• Input records:
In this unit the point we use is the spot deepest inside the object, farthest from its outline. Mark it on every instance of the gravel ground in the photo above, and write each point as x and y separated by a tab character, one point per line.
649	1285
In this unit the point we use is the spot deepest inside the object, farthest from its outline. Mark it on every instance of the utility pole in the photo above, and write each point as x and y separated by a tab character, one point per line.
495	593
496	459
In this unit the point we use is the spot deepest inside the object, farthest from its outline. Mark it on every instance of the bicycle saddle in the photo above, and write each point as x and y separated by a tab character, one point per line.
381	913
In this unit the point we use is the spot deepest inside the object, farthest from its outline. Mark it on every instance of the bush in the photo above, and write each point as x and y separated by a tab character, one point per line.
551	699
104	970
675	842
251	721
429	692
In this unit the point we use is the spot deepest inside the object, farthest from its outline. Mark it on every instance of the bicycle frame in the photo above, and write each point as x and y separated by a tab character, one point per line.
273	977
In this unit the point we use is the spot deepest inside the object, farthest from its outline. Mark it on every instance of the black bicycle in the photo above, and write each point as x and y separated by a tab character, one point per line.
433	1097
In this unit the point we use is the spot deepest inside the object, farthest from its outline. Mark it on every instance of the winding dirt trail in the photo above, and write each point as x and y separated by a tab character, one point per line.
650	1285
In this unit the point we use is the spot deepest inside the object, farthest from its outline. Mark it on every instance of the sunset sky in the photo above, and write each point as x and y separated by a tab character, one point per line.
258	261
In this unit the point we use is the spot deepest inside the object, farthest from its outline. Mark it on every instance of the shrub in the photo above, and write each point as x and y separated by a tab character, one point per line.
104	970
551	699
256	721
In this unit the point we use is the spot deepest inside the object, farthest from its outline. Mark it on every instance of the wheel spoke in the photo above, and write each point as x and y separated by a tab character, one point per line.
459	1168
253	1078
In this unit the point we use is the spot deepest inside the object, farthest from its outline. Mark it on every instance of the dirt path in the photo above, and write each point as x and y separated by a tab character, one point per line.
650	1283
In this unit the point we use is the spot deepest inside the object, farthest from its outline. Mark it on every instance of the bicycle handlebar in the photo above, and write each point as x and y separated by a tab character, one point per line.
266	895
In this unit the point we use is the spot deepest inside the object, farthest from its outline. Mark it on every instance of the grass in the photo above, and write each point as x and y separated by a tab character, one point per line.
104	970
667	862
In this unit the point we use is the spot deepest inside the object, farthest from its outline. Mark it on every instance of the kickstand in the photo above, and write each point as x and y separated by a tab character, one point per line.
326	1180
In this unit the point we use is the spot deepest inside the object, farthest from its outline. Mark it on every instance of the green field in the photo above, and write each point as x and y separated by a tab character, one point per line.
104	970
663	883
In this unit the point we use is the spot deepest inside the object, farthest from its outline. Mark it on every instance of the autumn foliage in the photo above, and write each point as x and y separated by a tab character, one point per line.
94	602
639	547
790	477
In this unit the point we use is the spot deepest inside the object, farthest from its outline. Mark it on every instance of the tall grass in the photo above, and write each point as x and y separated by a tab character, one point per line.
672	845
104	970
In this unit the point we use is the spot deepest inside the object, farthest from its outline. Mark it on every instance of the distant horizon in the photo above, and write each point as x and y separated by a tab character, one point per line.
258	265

• Problem to solve: Exactly as they stand above, write out all the entries again.

• Exercise output:
In this unit the point we use is the spot deepest inside the object, farthest from its outline. Mark it on every instance of the gravel ground in the photo above, and write each point as x and y separated by a tab character, one point per line.
649	1285
In this unit the point we use is the spot deepest inside the object, farthest from its outline. Mark it on every instance of the utility pole in the photo above, and write each point as x and y separated by a tab character, one point per line.
495	593
496	459
In this unit the point we use is the spot deepest inside the object, farthest from its outline. Mark it on every instance of the bicycle saddle in the photo above, and write each point as x and y separated by a tab character, one point per line.
381	913
In this unit the point we use is the spot deepest inside the object, farthest from its outline. Mark it on every instance of the bush in the photo above, and write each point as x and y separated by a tab character, one point per line.
551	699
104	970
675	842
251	721
429	692
In this unit the point we use is the spot deepest inside the object, farthest from its outline. Mark it on every instance of the bicycle frame in the photo above, and write each point as x and y separated by a tab character, one point per line.
273	977
In this unit the point we use is the spot deepest inside the object, farthest from its outline. Mark it on every instance of the black bicycle in the photo above, and write each point as x and y separated by a tab character, one point per line.
433	1097
In this unit the point we use is the spot deepest inside the object, farthest from its outline. Mark it on every instance of the winding dirt trail in the photo above, and write each point as x and y separated by a tab character, one point per line.
650	1285
In this unit the point we use is the spot deepest inside the object, farthest from its outline. Mark it on every instance of the sunset sky in the photo above, and write each point as x and y separated by a tab character, one point per line.
258	261
In this unit the point we use is the spot deepest inside the object, farthest from its outline. Mark it on every instance of the shrub in the photo above, and write each point as x and y separated by a tab character, one point per line.
104	970
551	699
256	721
In this unit the point we use is the spot deepest inside the object, farthest from its outline. Mark it on every instance of the wheel spoke in the photo above, and write each point as x and y separated by a tab character, one point per line.
459	1168
253	1078
In this unit the point we use is the spot deepest inside the object, farthest from its outline. Mark it on every instance of the dirt path in the photo above, and write each point as x and y separated by a tab character, one point per line.
650	1283
In this unit the point we use is the spot deepest inside the object, farthest from its outline. Mark it on every instance of the bicycle handlebar in the photo above, and write each point as x and y separated by a tab character, one point per line.
266	895
In this unit the point we use is the spot deepest inside the object, farthest from its outline. Mark it on every instance of the grass in the photo above, and write each point as x and y separated by a tab character, one point per line.
104	970
667	862
In this unit the point we use is the spot deepest inside the object, farthest from its outline. Mark it on every instance of the kickstand in the photo above, and write each point as x and y separated by a tab character, one point per line.
326	1180
In this unit the point we use is the spot deepest inside the object, farthest from its outline. Mark it on every instance of the green field in the photo above, and write each point as x and y separated by a tab character, one point per line.
104	970
663	883
In this unit the point we use is the spot deepest inside the object, farthest from its outline. Mark it on every instance of the autumn foliage in the photo above, and write each point as x and y separated by a tab character, one point per line.
94	602
639	547
790	477
In this unit the point we use is the spot deepest inside the object, farthest from its outline. Mark it on every instance of the tall grass in the photo above, and write each point as x and y separated by a tab character, one point per line.
672	845
104	970
In this unit the point we use is the spot deepest inside the object, farthest from its outline. Mark it on every instance of the distant horizon in the photo above, and write each point as x and y separated by a tab character, one point per line.
258	265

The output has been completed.